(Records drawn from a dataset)
----------

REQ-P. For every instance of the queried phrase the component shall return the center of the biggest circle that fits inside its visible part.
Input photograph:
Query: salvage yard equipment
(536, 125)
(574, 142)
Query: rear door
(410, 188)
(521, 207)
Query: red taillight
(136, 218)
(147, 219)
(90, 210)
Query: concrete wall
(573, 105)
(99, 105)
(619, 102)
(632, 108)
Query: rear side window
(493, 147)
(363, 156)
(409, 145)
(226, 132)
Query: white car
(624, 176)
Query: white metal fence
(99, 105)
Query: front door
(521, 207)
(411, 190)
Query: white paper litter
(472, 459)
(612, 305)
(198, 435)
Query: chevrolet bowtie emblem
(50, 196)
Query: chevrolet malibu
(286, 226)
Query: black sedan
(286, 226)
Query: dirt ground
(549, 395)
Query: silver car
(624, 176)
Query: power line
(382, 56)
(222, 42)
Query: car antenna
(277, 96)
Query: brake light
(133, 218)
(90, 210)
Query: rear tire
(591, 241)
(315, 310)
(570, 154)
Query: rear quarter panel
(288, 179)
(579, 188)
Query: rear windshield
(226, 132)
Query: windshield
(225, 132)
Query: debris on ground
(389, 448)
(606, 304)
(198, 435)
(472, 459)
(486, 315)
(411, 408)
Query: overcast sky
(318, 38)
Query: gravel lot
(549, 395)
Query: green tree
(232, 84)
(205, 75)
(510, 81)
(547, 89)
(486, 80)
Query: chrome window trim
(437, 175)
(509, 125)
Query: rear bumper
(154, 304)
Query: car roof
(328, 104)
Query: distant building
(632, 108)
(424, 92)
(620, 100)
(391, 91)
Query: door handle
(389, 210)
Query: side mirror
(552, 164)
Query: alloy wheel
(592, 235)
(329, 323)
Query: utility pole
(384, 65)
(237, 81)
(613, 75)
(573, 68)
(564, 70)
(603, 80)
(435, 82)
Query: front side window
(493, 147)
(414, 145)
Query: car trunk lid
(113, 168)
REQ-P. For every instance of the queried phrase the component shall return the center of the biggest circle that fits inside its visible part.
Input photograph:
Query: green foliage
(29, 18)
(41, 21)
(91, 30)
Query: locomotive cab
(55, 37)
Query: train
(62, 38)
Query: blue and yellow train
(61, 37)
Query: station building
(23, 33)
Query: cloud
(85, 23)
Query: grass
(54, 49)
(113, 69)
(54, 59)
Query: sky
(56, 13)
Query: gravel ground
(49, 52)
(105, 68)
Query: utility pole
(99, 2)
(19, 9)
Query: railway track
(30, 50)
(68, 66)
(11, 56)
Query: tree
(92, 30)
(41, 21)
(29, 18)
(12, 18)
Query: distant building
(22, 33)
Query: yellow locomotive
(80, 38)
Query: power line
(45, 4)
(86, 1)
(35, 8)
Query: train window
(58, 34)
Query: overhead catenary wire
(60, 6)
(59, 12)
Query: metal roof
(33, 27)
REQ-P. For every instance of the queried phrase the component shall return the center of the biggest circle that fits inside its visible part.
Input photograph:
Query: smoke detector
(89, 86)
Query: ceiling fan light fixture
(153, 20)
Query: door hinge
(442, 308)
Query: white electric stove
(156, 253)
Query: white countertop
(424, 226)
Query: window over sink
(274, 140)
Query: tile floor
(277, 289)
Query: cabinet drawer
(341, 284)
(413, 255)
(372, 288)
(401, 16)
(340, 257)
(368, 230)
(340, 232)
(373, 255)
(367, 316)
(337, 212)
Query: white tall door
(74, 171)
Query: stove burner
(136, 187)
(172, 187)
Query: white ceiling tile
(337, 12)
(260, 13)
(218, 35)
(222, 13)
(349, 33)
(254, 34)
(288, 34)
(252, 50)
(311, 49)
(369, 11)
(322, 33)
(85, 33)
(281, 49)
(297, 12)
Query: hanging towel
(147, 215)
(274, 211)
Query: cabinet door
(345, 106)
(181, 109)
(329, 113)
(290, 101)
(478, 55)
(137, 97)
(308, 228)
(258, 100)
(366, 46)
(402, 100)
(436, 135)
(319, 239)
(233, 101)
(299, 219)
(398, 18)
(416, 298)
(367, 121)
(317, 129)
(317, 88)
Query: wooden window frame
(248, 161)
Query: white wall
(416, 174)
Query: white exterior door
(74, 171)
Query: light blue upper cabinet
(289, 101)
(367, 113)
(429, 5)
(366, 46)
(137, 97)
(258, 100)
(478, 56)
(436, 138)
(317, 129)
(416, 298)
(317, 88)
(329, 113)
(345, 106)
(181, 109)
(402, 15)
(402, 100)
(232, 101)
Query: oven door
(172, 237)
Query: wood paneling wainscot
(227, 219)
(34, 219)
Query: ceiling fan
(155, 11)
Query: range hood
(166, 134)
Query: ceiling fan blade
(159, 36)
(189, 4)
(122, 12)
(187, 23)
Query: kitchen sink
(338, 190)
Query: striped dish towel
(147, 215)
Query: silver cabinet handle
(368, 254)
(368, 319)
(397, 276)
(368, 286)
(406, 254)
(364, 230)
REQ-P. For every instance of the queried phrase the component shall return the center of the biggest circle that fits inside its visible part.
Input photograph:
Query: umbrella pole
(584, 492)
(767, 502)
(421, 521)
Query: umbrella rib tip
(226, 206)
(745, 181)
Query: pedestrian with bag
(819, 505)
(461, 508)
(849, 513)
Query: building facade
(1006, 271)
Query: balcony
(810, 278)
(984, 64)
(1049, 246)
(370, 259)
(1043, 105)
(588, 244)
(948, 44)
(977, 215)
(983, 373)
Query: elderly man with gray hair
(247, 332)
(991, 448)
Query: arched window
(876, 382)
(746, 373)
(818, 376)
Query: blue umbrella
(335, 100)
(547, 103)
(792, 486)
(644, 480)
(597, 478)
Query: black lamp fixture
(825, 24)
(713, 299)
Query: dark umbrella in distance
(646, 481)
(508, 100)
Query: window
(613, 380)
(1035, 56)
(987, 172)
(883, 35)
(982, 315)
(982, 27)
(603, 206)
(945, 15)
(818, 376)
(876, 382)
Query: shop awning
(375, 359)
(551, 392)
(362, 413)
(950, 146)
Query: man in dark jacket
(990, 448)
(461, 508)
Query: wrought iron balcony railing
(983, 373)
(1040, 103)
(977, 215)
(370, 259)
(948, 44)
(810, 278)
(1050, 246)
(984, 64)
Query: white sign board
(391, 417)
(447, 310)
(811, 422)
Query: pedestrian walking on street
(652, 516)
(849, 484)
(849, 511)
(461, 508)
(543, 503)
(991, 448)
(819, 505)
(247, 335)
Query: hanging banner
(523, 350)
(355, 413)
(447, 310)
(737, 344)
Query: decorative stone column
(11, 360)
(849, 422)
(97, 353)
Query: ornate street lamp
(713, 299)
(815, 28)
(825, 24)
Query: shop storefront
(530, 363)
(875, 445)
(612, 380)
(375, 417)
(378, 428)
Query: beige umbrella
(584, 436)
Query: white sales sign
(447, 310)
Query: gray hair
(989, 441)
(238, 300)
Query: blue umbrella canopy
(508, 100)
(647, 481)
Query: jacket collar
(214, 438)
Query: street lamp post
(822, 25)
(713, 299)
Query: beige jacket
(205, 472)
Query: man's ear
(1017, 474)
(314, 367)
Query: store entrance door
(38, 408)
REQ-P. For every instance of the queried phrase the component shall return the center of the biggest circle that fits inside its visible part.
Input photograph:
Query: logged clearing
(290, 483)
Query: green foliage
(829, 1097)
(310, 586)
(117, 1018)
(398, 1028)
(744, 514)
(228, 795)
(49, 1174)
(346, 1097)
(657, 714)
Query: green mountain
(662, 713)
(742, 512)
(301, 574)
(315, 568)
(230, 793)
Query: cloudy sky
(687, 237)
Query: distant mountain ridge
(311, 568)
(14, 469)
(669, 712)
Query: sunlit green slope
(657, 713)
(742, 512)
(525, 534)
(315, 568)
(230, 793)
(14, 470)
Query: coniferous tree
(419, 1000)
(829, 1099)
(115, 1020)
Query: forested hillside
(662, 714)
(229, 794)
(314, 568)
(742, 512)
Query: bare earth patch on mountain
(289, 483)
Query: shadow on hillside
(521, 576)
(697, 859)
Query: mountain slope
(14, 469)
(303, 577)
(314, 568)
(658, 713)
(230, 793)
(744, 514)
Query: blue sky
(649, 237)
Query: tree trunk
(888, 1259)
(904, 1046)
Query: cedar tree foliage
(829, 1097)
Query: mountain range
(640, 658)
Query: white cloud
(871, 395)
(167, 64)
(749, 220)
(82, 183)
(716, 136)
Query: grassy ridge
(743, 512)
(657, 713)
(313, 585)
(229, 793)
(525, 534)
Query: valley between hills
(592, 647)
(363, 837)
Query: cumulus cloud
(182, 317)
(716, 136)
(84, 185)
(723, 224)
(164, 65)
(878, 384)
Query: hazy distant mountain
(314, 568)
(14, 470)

----------

The lines from the one with "Query: sunlit green slope" through the final line of the data are to be reproduced exactly, both included, with no other lines.

▶ **REPLY TO THE TASK**:
Query: sunlit green slope
(657, 713)
(742, 512)
(525, 534)
(315, 568)
(230, 793)
(14, 470)
Query: coniferous tree
(419, 1000)
(829, 1099)
(115, 1020)
Query: forested hillside
(662, 714)
(229, 794)
(314, 568)
(742, 512)
Query: bare earth patch on mountain
(289, 483)
Query: shadow on hillside
(521, 576)
(697, 859)
Query: mountain slope
(14, 469)
(303, 577)
(314, 568)
(658, 713)
(230, 793)
(744, 514)
Query: blue sky
(649, 237)
Query: tree trunk
(888, 1259)
(904, 1046)
Query: cedar tree foliage
(829, 1097)
Query: mountain range
(640, 658)
Query: white cloud
(871, 395)
(167, 64)
(749, 220)
(82, 183)
(716, 136)
Query: grassy ridge
(743, 512)
(657, 713)
(313, 585)
(229, 793)
(525, 534)
Query: valley between hills
(592, 647)
(363, 837)
Query: cumulus cloud
(182, 317)
(716, 136)
(84, 185)
(723, 224)
(164, 65)
(878, 384)
Query: hazy distant mountain
(314, 568)
(14, 470)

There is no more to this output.